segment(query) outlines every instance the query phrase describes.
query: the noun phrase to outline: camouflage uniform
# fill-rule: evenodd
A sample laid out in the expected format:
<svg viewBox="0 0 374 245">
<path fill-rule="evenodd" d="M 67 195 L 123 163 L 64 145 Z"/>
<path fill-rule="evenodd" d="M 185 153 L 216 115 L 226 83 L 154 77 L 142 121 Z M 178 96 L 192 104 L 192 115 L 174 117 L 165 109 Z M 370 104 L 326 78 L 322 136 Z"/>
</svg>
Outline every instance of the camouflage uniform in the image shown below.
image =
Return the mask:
****************************************
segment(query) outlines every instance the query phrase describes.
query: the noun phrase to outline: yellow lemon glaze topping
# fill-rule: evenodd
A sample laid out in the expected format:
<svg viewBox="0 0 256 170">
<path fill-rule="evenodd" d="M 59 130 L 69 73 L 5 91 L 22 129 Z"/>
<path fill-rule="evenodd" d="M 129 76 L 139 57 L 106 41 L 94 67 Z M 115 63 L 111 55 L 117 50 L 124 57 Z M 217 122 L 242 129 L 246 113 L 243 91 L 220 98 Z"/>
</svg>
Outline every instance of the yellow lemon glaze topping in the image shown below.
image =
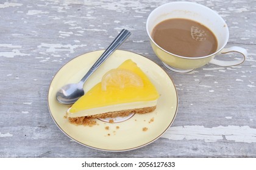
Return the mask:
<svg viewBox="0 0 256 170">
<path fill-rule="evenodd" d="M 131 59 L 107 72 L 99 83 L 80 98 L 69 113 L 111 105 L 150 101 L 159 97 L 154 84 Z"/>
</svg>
****************************************
● **The request**: How many lines in the data above contain the string "topping", counting case as significant? Reply with the number only.

● **Complete answer**: 2